Document excerpt »
Why? Why would you give us a test, when we have a (let me make this clear) TERM EXAM the following Monday?

Either there is something wrong with all of them, or with me. I really can’t figure it out. There is a longer list of things teachers do that don’t make sense to me that I’ll put up soon. I wish I could tell them that words hurt more than they understand. I wish I could tell them that I’m tired of getting yelled at every single day. I’ve come to expect it. But I fear they won’t listen. And I fear even if they do listen, they won’t understand.

Friday, November 1, 2013

Goodbye

What happens when you love someone
And then you have to leave
Your heart with anguish heaves
And you feel yourself come undone

What happens when you walk away
And he will not be there on a rainy day
When you both know you can't stay
And without him things always go astray

What happens when it finally hits you
And you trudge alone down the lonely lane
Your love stands the test true
Of time and distance, yet again

I know what happens when hope fades
And numbness engulfs me
Tears and pain, like a waterfall cascade
And you feel cold, colder than the deepest sea

Monday, July 1, 2013

Untitled

This is a poem I'd written a while ago when trees were burnt down near my house. I'd recently read 'The trees are down' by Charlotte Mew, and I guess the two together are what inspired this poem

The air fills with death
Your last sound, a crackle
An unfair fight with demons
With blazing hands of red

The air fills with white
The colour of purity
The colour of death
And you are both

Is it an honour
Or a pity instead
That death for you
Is unlike the human?

You will not be buried
Nor cremated with anguish
Nor ashes floated in holy water
But swept by the wind instead

You give them life
And they, you, death
Yet useless you die
In an unfair death

Thursday, April 25, 2013

The Lie


I’d write you a song
To tell you how I feel
But why waste the words
When you already know
And everything that I
And nothing that you
Will say is true

We would talk about us
And I would tell you that
I love you,
You would say the same
But everything that I
And nothing that you
Say is true

I’d remind you of
The promises we had made
The ones we had promised
Not to break
But everything that I
And nothing that you
Said was true

And even as you read this
With a grimace on your face
I know that
Everything that I
And nothing that you
Felt was true

Wednesday, January 9, 2013

The lost heart

Sick and tired
She rests under the stars
Tears spent
She has no more

Her eyes open
And she breathes deep
A vow
She'll hurt no more

She loves him
Hopes he does too
Leave him
That she'll never do

Hugs and kisses
She does not need
It's love
For which she pleads

Impossible he says
Breaks her even more
Stay strong
That's now her goal

She cannot speak
But she does write
To convey
What she feels right

One more time
She tries to plead
And will
Till he sees
That they are meant to be
That she will not leave

Saturday, January 5, 2013

Wake up...it's time

Why do you give up hope, when there is much left in the world of men? Why do you only see battles raging between the government and people? Why do you think it's the end of humanity because a man gunned down children? Because a woman was raped?

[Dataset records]

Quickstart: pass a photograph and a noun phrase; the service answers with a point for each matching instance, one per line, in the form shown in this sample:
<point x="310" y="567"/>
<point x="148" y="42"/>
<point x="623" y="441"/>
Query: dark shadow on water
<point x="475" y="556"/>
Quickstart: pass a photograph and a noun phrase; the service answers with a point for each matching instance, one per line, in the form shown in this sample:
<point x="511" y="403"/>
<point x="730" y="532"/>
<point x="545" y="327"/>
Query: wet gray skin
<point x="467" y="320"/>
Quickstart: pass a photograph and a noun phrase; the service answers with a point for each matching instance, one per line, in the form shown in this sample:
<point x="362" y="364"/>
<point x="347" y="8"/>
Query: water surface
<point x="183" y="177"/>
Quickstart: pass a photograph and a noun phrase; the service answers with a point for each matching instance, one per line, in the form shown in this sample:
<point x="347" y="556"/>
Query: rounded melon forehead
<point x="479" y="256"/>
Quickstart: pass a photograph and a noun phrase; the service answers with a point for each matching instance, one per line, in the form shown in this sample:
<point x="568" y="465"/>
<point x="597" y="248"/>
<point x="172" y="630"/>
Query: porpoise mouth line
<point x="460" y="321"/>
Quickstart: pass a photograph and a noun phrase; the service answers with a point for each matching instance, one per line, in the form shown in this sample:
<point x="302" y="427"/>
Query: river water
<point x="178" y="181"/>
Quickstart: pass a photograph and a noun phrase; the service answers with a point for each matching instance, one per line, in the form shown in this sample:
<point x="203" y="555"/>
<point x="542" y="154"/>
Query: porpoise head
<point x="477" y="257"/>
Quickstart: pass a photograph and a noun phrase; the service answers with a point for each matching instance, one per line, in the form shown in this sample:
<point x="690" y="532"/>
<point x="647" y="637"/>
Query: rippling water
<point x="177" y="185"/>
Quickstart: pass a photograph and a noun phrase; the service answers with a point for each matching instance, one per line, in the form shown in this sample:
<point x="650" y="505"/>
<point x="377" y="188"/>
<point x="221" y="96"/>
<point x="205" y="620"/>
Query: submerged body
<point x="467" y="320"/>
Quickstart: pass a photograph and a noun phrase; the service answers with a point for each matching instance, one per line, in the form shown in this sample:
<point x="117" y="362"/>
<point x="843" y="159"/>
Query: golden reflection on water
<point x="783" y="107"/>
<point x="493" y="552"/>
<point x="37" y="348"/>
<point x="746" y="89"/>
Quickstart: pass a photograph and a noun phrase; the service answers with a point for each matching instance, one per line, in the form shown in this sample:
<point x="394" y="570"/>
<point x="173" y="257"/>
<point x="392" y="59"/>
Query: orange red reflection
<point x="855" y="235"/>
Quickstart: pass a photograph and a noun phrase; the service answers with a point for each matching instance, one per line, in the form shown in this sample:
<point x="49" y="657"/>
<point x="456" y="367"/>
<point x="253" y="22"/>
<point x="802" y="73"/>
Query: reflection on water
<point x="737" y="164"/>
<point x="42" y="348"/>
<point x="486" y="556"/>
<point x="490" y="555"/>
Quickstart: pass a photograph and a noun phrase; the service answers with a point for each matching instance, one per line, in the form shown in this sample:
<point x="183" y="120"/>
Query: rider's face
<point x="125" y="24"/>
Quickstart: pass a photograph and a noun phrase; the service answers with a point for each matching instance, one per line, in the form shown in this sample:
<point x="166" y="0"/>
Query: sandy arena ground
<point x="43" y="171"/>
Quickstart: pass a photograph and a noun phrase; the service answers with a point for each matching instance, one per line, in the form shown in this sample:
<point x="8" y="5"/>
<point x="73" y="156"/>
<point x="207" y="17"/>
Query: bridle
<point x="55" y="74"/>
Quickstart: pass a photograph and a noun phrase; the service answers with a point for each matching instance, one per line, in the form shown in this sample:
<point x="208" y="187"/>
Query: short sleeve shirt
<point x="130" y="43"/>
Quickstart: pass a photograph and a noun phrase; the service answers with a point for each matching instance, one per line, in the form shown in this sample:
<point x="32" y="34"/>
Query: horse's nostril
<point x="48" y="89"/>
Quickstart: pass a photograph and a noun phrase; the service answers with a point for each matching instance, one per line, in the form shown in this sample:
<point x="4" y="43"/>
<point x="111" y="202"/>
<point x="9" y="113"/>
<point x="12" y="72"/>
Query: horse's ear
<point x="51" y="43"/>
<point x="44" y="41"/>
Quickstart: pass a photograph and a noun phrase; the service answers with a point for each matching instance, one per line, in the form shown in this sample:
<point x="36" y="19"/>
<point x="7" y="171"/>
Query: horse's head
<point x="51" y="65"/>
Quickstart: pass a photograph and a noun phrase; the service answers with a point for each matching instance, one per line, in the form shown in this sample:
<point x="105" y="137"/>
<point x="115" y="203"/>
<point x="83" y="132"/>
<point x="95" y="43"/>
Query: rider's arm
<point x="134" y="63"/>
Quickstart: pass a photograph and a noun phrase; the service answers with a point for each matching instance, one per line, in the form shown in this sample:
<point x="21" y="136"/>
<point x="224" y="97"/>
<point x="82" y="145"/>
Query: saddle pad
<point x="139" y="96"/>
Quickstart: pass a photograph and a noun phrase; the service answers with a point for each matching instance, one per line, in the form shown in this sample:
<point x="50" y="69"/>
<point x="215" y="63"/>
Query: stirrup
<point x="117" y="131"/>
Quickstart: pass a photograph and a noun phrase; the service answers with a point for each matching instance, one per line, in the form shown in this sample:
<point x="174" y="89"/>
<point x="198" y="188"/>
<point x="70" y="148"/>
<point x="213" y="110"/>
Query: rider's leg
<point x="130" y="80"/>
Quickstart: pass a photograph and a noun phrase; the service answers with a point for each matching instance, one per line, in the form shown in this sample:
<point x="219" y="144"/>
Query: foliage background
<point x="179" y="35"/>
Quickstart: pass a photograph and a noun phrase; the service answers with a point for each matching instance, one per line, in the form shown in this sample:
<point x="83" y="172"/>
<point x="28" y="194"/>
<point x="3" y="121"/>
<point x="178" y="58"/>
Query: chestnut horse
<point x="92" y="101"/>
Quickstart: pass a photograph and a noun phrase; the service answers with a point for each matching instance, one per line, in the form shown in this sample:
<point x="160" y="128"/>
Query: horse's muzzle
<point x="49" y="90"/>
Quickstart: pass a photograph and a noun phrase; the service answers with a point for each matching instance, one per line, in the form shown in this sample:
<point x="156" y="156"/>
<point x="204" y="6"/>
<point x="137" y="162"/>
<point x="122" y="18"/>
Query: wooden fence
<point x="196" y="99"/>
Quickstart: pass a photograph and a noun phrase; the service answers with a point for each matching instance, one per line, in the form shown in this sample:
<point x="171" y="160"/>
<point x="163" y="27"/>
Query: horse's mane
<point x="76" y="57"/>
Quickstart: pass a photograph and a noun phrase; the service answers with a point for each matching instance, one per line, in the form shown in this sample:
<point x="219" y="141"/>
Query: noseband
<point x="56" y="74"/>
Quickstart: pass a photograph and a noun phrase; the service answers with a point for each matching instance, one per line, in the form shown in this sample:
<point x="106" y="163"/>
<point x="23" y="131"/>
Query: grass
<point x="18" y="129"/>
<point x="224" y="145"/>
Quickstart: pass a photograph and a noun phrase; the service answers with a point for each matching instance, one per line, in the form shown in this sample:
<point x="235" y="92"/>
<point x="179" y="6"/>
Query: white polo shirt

Problems to solve »
A: Shorten the paragraph of the blog excerpt that begins "Either there is something wrong with all of them" and keep its main facts.
B: Answer these questions from the blog excerpt, one answer a line, marked the same way:
(i) Who wrote 'The trees are down', the poem the writer had recently read?
(ii) What is the title of the poem posted on Thursday, April 25, 2013?
(iii) In "The lost heart," what does she do because she cannot speak?
C: Edit the blog excerpt from "Saturday, January 5, 2013" up to and including "woman was raped?", replacing "humanity" with "mankind", and give that part in full.

Outputs in order »
A: The writer can't tell whether the problem lies with the teachers or with themself, and plans to post a longer list of teacher behavior that makes no sense to them. They wish they could tell the teachers that words hurt more than they realize and that they are tired of being yelled at every day, which they now expect. They fear the teachers won't listen, or won't understand even if they do.

B:
(i) Charlotte Mew
(ii) The Lie
(iii) She writes.

C:
Saturday, January 5, 2013

Wake up...it's time

Why do you give up hope, when there is much left in the world of men? Why do you only see battles raging between the government and people? Why do you think it's the end of mankind because a man gunned down children? Because a woman was raped?